**WHAT YOU HAVE TO DO:** Please quote only the lines that start at the one with "For each instance of the porcupine in" and go on to the last line of the data, both ends kept.

**ENTRIES SUPPLIED:**
-*-

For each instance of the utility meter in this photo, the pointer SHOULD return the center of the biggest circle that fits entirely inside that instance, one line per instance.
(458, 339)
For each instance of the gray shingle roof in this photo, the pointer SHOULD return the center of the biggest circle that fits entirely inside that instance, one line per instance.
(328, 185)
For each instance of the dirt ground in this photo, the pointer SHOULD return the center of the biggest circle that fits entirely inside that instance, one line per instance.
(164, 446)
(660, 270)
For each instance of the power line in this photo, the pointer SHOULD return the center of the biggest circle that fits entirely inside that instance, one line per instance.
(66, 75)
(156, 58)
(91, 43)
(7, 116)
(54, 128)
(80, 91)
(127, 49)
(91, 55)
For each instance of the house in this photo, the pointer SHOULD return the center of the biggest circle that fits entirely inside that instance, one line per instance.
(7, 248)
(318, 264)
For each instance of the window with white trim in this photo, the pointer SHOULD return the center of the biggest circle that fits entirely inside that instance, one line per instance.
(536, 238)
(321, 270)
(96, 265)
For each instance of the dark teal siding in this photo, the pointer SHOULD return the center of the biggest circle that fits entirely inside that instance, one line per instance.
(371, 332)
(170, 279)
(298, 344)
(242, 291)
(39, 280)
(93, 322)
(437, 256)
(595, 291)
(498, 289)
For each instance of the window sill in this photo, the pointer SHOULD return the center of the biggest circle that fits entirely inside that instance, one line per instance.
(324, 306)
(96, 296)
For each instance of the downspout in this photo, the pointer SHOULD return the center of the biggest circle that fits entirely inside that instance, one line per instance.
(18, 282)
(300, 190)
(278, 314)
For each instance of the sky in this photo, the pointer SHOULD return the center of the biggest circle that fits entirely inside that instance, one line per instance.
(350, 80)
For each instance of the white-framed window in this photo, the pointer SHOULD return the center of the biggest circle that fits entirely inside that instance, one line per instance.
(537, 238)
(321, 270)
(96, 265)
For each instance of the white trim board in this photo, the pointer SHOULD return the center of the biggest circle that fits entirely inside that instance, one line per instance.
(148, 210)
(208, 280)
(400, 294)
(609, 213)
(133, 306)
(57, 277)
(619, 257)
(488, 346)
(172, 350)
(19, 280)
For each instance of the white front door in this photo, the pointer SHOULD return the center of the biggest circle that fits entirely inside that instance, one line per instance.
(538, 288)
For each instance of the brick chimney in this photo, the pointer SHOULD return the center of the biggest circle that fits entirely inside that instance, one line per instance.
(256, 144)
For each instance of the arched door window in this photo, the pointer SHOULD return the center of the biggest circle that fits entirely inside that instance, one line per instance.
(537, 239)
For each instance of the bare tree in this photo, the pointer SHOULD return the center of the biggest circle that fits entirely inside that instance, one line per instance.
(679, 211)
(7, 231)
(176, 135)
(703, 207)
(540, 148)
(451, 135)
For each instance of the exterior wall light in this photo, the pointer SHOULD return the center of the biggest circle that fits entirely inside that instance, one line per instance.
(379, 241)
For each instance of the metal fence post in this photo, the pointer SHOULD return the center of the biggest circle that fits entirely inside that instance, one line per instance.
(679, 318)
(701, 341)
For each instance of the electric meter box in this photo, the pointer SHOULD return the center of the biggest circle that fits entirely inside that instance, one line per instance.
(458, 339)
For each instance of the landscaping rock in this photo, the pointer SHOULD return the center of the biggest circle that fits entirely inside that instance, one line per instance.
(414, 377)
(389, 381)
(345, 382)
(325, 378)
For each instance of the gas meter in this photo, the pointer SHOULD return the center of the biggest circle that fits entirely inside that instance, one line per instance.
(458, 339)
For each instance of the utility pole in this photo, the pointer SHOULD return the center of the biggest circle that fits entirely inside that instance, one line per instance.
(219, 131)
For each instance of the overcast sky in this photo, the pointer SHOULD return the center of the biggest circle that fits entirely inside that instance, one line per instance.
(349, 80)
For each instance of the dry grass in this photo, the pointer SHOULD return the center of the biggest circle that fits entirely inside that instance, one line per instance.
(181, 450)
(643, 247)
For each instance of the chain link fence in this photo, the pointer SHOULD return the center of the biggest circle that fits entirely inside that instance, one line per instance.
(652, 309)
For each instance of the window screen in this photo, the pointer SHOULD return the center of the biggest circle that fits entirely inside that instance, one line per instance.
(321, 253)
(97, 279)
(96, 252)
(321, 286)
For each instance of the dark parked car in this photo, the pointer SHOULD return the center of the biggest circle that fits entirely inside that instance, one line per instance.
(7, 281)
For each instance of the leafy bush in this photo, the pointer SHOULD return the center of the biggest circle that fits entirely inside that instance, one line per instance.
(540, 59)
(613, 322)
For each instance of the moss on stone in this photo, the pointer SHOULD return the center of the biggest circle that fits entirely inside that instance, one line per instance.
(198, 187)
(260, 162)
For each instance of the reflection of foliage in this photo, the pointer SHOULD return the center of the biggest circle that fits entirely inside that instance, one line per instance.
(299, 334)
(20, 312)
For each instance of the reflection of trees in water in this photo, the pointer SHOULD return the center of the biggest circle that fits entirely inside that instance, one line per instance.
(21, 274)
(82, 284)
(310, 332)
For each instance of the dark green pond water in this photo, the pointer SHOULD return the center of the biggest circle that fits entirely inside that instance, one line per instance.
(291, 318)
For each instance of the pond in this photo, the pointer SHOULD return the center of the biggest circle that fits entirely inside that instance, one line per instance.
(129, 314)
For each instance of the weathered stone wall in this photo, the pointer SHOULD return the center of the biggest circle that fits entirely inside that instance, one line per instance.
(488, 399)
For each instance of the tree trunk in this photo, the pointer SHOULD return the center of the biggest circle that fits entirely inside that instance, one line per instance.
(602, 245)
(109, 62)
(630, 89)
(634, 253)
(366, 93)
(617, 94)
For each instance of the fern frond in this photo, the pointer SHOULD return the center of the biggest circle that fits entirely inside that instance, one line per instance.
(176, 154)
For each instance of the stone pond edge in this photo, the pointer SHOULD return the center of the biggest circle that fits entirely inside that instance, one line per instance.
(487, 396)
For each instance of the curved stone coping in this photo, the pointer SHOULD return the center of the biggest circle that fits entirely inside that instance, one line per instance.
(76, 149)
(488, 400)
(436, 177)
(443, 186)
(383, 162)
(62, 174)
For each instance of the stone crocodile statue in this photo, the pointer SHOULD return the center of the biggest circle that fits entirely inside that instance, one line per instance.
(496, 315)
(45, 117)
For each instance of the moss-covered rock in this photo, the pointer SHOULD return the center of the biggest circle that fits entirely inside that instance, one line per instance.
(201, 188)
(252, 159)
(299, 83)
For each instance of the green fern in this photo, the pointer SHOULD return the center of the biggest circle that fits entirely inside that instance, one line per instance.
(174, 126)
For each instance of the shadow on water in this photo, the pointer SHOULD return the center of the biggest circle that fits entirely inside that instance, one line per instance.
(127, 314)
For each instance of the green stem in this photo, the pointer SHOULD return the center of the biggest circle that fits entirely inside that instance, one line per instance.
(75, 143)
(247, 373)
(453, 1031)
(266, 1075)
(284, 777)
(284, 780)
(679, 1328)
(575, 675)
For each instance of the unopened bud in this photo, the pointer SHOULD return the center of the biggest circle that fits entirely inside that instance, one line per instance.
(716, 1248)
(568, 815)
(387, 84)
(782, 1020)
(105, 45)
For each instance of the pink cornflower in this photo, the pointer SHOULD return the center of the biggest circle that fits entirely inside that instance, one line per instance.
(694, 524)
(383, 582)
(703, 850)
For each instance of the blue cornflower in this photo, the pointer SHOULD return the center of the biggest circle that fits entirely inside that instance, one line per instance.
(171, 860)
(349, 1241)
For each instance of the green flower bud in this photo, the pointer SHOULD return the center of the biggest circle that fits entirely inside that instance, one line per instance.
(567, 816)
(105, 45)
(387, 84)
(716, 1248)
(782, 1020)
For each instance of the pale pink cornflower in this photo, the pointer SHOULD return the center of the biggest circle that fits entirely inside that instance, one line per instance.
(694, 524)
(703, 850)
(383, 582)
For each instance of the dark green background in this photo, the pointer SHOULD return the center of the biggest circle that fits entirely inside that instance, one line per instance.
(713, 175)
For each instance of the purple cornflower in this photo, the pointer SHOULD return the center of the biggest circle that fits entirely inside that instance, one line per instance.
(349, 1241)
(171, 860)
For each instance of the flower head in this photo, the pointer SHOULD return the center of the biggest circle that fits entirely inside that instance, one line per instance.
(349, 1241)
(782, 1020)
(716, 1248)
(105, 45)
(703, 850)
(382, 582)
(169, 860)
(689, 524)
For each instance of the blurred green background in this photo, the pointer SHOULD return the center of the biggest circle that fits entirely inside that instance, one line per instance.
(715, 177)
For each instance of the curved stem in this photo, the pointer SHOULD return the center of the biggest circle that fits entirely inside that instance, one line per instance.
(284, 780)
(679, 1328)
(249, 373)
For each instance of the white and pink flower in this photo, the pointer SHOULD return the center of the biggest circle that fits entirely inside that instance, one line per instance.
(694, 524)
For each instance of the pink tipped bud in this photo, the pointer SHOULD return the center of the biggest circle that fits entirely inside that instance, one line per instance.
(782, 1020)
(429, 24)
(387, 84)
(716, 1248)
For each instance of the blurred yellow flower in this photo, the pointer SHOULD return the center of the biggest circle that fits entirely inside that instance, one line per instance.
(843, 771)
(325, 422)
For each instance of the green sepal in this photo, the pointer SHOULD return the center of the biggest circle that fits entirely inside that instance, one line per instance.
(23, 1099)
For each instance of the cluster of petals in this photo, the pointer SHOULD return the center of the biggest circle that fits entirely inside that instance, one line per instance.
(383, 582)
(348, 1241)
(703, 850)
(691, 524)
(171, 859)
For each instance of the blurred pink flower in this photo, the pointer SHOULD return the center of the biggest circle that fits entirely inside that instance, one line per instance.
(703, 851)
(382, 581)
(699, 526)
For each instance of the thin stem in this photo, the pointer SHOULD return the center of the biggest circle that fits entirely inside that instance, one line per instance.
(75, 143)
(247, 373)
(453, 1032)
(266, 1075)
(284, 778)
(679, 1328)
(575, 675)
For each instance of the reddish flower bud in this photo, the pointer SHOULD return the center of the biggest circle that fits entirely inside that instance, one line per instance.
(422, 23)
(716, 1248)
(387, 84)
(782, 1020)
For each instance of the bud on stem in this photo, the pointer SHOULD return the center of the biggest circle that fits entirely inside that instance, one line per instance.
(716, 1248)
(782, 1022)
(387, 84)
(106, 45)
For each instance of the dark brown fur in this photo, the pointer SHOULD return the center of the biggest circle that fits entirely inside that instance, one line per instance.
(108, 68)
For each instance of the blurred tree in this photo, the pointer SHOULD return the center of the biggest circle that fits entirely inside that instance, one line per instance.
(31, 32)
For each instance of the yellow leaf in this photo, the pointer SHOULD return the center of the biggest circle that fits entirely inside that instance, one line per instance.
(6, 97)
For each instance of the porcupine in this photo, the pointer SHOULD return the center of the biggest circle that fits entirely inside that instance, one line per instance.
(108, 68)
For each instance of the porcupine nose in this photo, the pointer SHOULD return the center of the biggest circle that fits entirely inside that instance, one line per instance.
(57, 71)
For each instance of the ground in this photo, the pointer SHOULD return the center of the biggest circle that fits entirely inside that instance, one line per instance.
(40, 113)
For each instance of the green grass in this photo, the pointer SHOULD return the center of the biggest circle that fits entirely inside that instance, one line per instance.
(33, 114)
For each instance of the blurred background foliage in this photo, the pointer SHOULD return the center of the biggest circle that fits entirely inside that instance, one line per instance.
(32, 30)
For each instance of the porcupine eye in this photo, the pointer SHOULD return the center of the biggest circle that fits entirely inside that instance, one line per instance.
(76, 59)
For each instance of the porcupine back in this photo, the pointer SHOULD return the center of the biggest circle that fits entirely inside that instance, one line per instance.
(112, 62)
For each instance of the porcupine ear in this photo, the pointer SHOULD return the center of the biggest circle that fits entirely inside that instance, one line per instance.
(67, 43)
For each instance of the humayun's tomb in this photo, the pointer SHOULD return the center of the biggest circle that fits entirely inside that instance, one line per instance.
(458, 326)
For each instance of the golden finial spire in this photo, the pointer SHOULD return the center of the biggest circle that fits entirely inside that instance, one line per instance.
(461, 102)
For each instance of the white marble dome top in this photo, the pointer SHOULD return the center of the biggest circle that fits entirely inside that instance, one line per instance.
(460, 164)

-*-

**SOLUTION:**
For each instance of the porcupine in this photo, the pointer SHOULD return the center of the biggest circle that fits entirely inside that instance, one line per instance.
(108, 68)
For each instance of the porcupine nose in this photo, the pointer SHOULD return the center of the biggest circle that fits entirely inside that instance, one line per instance.
(57, 71)
For each instance of the ground in this photo, the pointer SHOULD return the center of the biggest circle that fits entirely inside that instance, one line per instance.
(40, 113)
For each instance of the green grass in this photo, the pointer SHOULD return the center of the biggest circle that fits entirely inside that instance, one line per instance.
(33, 114)
For each instance of the blurred background foliage in this photo, the pointer SHOULD return the center of the biggest circle that fits entirely inside that instance, one line per instance.
(32, 30)
For each instance of the porcupine eye in this photo, the pointer SHOULD return the center of the biggest circle that fits entirely inside that instance, one line per instance.
(76, 59)
For each instance of the porcupine back in this photo, the pointer SHOULD return the center of the biggest circle that fits entirely inside that instance, one line per instance.
(112, 62)
For each instance of the porcupine ear in this photo, the pointer SHOULD return the center of the biggest circle that fits entirely inside that instance, one line per instance.
(67, 43)
For each instance of the humayun's tomb in this photo, the pointer SHOULD return the center of the biggest circle that fits entirely inside that instance, one line per instance.
(458, 326)
For each instance of the golden finial spire in this photo, the pointer SHOULD return the center of the biggest circle that fits entirely inside that instance, one line per instance.
(461, 102)
For each instance of the white marble dome top in this photo, the pointer SHOULD return the center of the biggest circle that fits entirely inside that instance, one line per instance.
(460, 164)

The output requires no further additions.